Supplied records

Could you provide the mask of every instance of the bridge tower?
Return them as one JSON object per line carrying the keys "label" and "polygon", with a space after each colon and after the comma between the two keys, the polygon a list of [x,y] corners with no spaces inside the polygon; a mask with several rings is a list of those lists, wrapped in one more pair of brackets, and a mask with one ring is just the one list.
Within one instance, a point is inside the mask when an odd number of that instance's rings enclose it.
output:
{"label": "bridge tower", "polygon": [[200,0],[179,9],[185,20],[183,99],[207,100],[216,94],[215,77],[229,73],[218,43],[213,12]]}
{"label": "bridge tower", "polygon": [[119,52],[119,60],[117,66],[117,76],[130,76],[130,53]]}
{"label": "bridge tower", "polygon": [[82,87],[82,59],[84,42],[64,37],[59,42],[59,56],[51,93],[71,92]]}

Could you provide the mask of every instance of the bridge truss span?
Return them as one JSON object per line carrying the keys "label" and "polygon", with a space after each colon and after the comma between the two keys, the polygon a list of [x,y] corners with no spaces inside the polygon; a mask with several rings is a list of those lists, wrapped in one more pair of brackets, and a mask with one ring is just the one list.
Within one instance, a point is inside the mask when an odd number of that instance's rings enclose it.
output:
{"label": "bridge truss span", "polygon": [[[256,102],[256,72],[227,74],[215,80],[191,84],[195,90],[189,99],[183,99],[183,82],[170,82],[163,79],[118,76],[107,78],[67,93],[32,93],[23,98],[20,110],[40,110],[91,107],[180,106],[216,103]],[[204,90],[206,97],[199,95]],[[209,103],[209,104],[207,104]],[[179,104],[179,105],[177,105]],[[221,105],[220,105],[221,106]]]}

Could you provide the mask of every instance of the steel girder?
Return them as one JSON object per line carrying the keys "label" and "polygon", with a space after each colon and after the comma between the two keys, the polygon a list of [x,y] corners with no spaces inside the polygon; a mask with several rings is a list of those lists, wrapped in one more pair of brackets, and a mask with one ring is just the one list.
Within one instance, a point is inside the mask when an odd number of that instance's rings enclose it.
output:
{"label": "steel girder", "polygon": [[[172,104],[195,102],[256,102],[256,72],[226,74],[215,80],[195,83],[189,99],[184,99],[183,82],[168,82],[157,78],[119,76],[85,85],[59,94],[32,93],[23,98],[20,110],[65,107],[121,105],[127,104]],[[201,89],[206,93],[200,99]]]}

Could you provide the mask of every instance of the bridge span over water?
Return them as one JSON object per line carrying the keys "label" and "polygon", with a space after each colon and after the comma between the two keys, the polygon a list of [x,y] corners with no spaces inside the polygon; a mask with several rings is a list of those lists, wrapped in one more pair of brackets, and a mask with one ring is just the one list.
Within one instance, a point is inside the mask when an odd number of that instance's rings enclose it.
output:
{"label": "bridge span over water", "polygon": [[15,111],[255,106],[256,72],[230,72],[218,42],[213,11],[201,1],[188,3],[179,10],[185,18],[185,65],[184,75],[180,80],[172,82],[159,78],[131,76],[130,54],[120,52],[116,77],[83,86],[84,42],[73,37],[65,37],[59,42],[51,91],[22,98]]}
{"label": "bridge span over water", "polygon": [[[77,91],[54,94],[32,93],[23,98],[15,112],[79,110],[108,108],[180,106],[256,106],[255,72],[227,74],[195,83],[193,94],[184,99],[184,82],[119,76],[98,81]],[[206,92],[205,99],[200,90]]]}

Given request
Write the listing out again, exactly as shown above.

Task output
Could you provide the mask of every instance of the bridge tower?
Return them as one JSON object per line carrying the keys "label" and "polygon", with a space after each colon and after the comma between the two keys, the polygon a list of [x,y] corners with no spaces inside the polygon; a mask with several rings is a list of those lists, wrapped in one more pair of brackets, and a mask with one ring is just the one list.
Within one instance, a point is inside the mask when an odd number of that instance's rings enclose it.
output:
{"label": "bridge tower", "polygon": [[200,0],[179,9],[185,20],[183,99],[207,100],[216,94],[215,77],[229,73],[218,43],[213,12]]}
{"label": "bridge tower", "polygon": [[119,52],[119,60],[117,66],[117,76],[130,76],[130,53]]}
{"label": "bridge tower", "polygon": [[82,87],[82,59],[84,42],[64,37],[59,42],[59,56],[51,93],[71,92]]}

Could you provide the mask of every instance of the bridge truss span?
Return them as one JSON object per line carrying the keys "label" and "polygon", with a space after each colon and after the comma between the two keys, the polygon a list of [x,y] corners with no spaces inside the polygon; a mask with several rings is a list of those lists, wrapped in one more pair of brackets, and a mask with one ring is just the one list.
Within one instance, a point is inside the mask when an odd number of that instance's rings enclose it.
output:
{"label": "bridge truss span", "polygon": [[[256,102],[256,72],[227,74],[215,80],[191,84],[195,90],[189,99],[183,99],[183,82],[170,82],[163,79],[118,76],[107,78],[67,93],[32,93],[23,98],[20,110],[40,110],[91,107],[180,106],[216,103]],[[204,90],[206,97],[199,95]],[[209,103],[209,104],[207,104]],[[179,104],[179,105],[177,105]],[[221,105],[220,105],[221,106]]]}

Could you provide the mask of every instance of the steel girder?
Return them as one JSON object per line carrying the keys "label" and "polygon", with a space after each colon and after the comma between the two keys, the polygon a list of [x,y] corners with no spaces inside the polygon; a mask with several rings is a list of those lists, wrapped in one more pair of brackets, and a mask with one ring is just the one list.
Within one instance, a point is inside the mask when an odd number of that instance's rings enclose it.
output:
{"label": "steel girder", "polygon": [[[172,104],[195,102],[256,102],[256,72],[226,74],[215,80],[195,83],[189,99],[184,99],[183,82],[168,82],[157,78],[119,76],[85,85],[59,94],[32,93],[23,98],[20,110],[65,107],[121,105],[127,104]],[[201,89],[206,93],[200,99]]]}

Could you provide the mask of every instance of the bridge span over water?
Return them as one JSON object per line carrying the keys "label" and "polygon", with a space after each colon and after the comma between the two keys, the polygon a list of [x,y] corners with no spaces inside the polygon; a mask with several rings is a list of those lists, wrapped in one more pair of brackets, and a mask with one ring is just the one list.
Within one instance, a point is inside the mask when an odd number of that instance's rings enclose it.
output:
{"label": "bridge span over water", "polygon": [[15,111],[255,106],[256,72],[230,72],[218,42],[213,11],[201,1],[188,3],[179,10],[185,18],[185,65],[184,75],[180,80],[172,82],[159,78],[131,76],[130,54],[120,52],[116,77],[83,86],[84,42],[73,37],[65,37],[59,42],[51,91],[22,98]]}
{"label": "bridge span over water", "polygon": [[[77,91],[54,94],[32,93],[23,98],[15,112],[79,110],[108,108],[180,106],[256,106],[255,72],[227,74],[195,83],[193,94],[184,99],[184,82],[119,76],[98,81]],[[206,92],[205,99],[200,90]]]}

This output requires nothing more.